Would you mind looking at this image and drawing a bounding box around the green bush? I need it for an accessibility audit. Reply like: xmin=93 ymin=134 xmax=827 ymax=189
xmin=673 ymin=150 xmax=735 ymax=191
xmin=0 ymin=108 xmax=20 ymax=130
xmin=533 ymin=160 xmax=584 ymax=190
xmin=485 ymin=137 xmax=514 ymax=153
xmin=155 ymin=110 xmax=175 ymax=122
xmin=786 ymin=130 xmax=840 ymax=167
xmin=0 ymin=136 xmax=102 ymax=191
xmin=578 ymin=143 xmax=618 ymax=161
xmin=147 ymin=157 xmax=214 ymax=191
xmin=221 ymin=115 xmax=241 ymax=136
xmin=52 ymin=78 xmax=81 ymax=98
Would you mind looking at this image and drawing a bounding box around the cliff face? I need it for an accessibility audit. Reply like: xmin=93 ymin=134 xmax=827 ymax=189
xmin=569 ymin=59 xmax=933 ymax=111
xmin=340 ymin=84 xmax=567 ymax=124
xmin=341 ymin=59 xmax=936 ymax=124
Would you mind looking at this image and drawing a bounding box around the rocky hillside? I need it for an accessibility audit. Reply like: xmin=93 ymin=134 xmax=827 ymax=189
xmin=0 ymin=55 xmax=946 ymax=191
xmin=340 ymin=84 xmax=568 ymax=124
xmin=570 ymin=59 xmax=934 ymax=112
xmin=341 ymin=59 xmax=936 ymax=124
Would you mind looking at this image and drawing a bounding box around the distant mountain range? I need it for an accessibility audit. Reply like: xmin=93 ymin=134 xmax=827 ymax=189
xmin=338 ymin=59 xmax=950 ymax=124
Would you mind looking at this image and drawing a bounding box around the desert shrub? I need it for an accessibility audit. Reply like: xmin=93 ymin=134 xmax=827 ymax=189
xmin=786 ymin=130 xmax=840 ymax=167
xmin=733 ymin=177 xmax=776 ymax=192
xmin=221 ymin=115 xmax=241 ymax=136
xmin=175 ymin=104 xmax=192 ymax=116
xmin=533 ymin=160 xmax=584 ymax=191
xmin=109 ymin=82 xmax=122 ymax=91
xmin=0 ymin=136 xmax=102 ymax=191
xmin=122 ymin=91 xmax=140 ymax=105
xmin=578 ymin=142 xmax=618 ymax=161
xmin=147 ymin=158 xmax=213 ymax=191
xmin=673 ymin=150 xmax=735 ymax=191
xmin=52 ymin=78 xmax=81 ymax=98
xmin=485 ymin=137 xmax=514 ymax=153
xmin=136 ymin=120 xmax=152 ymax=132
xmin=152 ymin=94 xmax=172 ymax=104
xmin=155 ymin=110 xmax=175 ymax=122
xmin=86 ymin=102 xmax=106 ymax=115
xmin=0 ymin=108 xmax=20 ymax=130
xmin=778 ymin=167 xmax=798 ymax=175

- Aim
Reproduce all of the data above, line for line, without changing a single character.

- Problem solution
Would you mind looking at this image and drawing a bounding box around the green bush? I need it for an accessibility audit. Reply like: xmin=93 ymin=134 xmax=827 ymax=189
xmin=673 ymin=150 xmax=735 ymax=191
xmin=0 ymin=108 xmax=20 ymax=130
xmin=533 ymin=160 xmax=584 ymax=190
xmin=485 ymin=137 xmax=514 ymax=153
xmin=155 ymin=110 xmax=175 ymax=122
xmin=786 ymin=130 xmax=840 ymax=167
xmin=0 ymin=136 xmax=102 ymax=191
xmin=578 ymin=143 xmax=618 ymax=161
xmin=147 ymin=157 xmax=214 ymax=191
xmin=221 ymin=115 xmax=241 ymax=136
xmin=52 ymin=78 xmax=81 ymax=98
Would you mind looking at this image and drawing a bounding box around the cliff face? I need it for an accessibility audit. Reply like: xmin=93 ymin=134 xmax=827 ymax=189
xmin=569 ymin=59 xmax=933 ymax=111
xmin=340 ymin=84 xmax=567 ymax=124
xmin=341 ymin=59 xmax=936 ymax=124
Would you mind looking at this image and drawing a bounding box around the rocky hillside? I need it for an accessibility audit. Reply like: xmin=93 ymin=134 xmax=827 ymax=189
xmin=0 ymin=55 xmax=946 ymax=191
xmin=340 ymin=84 xmax=568 ymax=124
xmin=570 ymin=59 xmax=934 ymax=112
xmin=341 ymin=59 xmax=936 ymax=124
Would you mind looking at this image and drawing a bounding box around the distant mountain range? I need it for an accessibility audit. Reply like: xmin=93 ymin=134 xmax=827 ymax=189
xmin=338 ymin=59 xmax=950 ymax=124
Would you mind looking at this image and drawing a bounding box around the desert shrub? I need it for an accessibility audit. Reply like: xmin=93 ymin=134 xmax=827 ymax=189
xmin=786 ymin=130 xmax=840 ymax=167
xmin=733 ymin=177 xmax=776 ymax=192
xmin=221 ymin=115 xmax=241 ymax=136
xmin=175 ymin=104 xmax=192 ymax=116
xmin=533 ymin=160 xmax=584 ymax=191
xmin=109 ymin=82 xmax=122 ymax=91
xmin=0 ymin=136 xmax=102 ymax=191
xmin=122 ymin=91 xmax=140 ymax=105
xmin=578 ymin=142 xmax=618 ymax=161
xmin=147 ymin=158 xmax=213 ymax=191
xmin=673 ymin=150 xmax=735 ymax=191
xmin=52 ymin=78 xmax=81 ymax=98
xmin=485 ymin=137 xmax=514 ymax=153
xmin=136 ymin=120 xmax=152 ymax=132
xmin=152 ymin=94 xmax=172 ymax=104
xmin=155 ymin=110 xmax=175 ymax=122
xmin=86 ymin=102 xmax=106 ymax=115
xmin=0 ymin=108 xmax=20 ymax=130
xmin=778 ymin=167 xmax=798 ymax=175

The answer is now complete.